## AVAILABLE DATA
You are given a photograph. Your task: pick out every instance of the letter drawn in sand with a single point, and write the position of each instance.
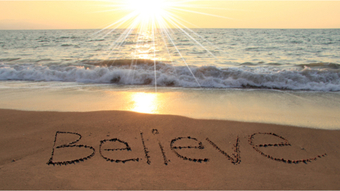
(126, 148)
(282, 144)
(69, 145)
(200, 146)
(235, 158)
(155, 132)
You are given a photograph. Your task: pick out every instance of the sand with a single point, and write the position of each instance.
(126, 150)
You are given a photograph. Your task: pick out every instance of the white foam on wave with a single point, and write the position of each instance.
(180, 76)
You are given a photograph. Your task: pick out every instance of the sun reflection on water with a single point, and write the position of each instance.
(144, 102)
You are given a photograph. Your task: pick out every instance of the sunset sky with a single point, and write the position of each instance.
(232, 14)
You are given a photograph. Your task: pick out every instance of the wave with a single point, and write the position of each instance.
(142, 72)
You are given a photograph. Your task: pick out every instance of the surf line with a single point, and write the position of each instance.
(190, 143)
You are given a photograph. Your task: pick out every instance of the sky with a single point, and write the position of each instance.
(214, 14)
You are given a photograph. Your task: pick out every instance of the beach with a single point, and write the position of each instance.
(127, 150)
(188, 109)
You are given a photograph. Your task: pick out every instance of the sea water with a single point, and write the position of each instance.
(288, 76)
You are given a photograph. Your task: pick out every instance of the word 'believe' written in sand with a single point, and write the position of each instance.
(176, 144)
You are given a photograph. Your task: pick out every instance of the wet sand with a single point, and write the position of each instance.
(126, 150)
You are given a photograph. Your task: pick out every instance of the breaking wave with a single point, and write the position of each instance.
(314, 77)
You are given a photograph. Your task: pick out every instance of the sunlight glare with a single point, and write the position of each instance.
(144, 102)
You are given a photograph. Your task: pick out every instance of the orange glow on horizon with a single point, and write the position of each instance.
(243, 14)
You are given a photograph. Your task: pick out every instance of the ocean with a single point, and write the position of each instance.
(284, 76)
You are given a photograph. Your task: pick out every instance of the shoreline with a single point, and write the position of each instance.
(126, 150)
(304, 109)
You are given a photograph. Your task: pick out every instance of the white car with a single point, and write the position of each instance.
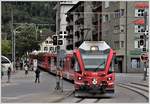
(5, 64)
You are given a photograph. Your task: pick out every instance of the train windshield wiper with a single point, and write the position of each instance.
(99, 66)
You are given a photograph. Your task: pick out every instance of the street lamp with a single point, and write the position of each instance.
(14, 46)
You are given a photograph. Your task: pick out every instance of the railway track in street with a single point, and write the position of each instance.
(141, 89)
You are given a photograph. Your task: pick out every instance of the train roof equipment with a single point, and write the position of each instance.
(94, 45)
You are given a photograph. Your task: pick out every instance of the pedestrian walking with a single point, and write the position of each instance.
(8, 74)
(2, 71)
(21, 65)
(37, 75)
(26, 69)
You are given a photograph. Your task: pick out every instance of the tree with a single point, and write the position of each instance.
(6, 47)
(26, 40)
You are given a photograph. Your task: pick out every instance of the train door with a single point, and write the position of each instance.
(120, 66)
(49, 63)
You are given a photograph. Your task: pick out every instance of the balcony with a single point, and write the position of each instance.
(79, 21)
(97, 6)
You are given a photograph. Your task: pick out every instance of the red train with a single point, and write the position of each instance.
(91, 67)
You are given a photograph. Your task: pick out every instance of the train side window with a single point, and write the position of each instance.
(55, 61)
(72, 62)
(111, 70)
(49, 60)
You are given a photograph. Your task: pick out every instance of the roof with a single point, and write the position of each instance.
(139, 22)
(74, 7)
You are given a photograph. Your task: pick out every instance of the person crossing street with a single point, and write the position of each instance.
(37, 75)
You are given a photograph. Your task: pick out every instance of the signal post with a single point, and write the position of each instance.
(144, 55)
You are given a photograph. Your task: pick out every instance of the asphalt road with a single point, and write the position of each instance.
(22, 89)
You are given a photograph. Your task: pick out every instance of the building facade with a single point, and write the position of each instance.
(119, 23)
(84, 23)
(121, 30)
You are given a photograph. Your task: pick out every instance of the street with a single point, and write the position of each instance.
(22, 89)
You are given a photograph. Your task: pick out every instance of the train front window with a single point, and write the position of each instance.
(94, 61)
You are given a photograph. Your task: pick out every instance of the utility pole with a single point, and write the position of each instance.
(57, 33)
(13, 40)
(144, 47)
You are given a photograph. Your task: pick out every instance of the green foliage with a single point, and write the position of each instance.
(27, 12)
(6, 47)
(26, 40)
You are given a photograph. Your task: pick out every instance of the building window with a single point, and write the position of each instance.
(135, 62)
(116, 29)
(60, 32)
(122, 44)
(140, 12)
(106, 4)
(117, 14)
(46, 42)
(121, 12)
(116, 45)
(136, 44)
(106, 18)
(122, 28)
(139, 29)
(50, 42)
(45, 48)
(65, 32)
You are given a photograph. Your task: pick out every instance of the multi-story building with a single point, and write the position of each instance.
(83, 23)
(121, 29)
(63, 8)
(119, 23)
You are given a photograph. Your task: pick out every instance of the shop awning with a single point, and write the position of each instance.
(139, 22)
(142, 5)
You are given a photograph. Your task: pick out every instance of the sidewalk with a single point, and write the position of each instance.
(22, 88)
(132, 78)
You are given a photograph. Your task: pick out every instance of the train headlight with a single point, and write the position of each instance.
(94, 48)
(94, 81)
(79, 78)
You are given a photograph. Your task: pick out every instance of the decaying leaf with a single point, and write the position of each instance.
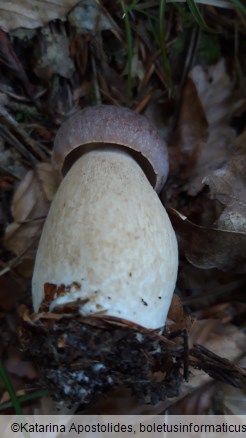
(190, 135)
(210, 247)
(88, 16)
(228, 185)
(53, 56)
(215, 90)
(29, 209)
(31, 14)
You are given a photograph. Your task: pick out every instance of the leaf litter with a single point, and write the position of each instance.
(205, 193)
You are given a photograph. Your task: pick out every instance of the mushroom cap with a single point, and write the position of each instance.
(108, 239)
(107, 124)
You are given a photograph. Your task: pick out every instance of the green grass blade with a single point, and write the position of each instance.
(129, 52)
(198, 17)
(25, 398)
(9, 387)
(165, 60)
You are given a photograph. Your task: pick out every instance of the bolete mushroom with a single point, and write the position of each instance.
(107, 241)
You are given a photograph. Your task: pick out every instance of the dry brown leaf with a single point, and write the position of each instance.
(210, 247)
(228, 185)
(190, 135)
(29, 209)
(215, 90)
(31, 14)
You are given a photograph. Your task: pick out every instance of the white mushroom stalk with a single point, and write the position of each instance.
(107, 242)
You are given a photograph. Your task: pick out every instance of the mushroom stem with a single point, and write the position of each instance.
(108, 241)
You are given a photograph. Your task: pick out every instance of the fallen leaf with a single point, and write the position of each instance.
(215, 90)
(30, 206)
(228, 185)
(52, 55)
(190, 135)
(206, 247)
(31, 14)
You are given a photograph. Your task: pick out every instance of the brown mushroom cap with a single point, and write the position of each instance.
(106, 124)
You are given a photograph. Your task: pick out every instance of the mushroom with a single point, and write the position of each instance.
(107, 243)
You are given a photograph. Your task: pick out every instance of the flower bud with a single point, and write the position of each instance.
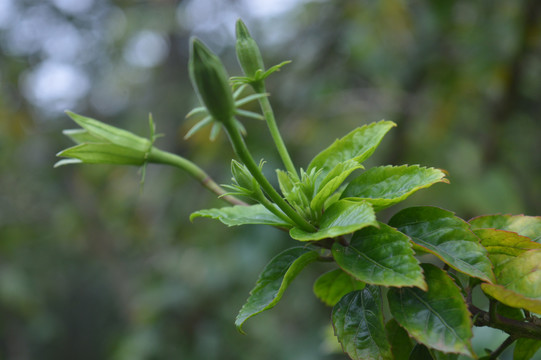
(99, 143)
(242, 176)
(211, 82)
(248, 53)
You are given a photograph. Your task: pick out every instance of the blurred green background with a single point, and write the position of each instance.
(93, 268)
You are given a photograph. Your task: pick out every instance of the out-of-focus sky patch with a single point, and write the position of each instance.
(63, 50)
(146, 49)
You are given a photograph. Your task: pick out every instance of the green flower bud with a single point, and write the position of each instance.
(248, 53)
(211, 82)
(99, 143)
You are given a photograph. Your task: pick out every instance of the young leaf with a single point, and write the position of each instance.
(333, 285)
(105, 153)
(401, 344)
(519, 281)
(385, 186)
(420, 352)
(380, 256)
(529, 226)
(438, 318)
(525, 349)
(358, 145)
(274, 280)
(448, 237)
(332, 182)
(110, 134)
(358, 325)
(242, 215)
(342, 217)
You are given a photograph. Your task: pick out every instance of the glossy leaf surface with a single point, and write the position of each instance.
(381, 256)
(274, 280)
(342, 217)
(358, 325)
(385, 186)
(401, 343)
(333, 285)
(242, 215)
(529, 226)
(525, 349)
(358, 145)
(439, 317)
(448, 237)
...
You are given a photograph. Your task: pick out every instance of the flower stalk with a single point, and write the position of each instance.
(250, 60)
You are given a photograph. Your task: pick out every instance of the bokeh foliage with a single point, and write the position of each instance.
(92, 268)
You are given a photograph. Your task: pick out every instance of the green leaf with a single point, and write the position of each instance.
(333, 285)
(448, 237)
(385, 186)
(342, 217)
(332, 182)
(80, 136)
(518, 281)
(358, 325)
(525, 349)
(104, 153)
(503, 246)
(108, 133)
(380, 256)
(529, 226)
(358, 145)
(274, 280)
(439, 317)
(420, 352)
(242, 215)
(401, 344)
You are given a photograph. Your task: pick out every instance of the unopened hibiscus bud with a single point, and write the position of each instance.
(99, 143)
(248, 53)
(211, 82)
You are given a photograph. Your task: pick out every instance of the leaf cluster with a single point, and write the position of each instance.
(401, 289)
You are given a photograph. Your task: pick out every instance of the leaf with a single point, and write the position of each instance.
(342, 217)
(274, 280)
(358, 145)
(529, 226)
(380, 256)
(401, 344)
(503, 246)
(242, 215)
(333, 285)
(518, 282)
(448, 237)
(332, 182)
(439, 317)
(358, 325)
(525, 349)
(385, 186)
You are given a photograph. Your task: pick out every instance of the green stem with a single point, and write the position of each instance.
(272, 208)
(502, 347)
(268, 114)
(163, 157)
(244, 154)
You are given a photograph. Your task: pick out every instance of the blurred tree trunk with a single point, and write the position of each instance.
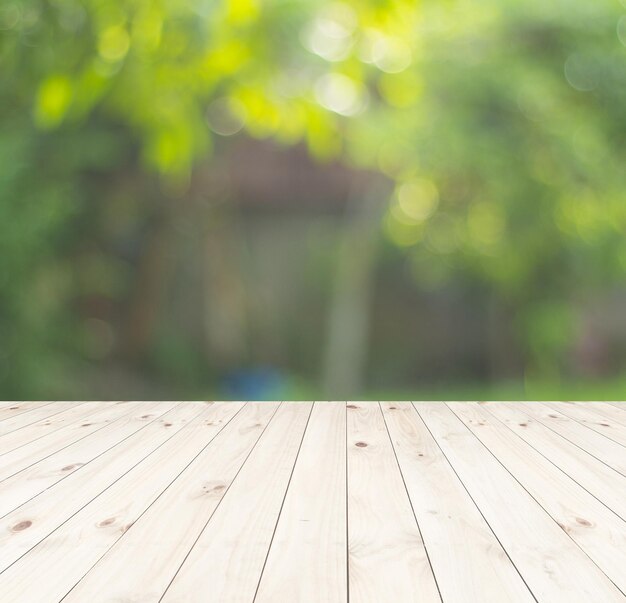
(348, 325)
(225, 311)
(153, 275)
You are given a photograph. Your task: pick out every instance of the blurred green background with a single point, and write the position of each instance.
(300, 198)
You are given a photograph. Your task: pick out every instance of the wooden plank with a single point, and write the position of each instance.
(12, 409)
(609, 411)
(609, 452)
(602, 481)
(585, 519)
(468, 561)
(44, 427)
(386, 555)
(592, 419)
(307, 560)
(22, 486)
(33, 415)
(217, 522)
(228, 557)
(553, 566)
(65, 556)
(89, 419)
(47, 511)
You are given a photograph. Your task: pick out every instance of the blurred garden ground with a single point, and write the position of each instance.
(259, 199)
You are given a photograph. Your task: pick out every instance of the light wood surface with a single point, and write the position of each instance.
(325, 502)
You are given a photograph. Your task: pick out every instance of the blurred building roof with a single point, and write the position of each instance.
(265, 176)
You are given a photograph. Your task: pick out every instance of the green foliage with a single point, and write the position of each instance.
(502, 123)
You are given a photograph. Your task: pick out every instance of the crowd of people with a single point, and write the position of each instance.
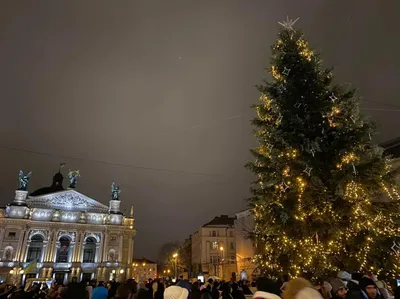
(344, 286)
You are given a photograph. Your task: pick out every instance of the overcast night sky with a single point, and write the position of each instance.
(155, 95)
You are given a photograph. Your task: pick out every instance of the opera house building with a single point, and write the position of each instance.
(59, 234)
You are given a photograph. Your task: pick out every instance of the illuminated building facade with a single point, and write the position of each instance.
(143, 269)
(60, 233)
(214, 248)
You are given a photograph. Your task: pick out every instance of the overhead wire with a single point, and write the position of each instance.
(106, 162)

## WHAT IS BEING ASKED
Pull out every line of the listing above that contains the word "street", matching case exactly.

## RESULT OF THE TASK
You are given a photograph. Your task: pick out every instance of the street lamp with a single point, and write the position of each instance.
You are given a photograph. Your task: pick out every instance of the railway track in street with a single point, and write the position of each instance.
You are given a photograph. Your task: pick out every instance of the person crossing street with a single point, and write the position of each instance.
You are given a photograph. Your task: pick out every instance of the street with a single point, and write the position of each instance.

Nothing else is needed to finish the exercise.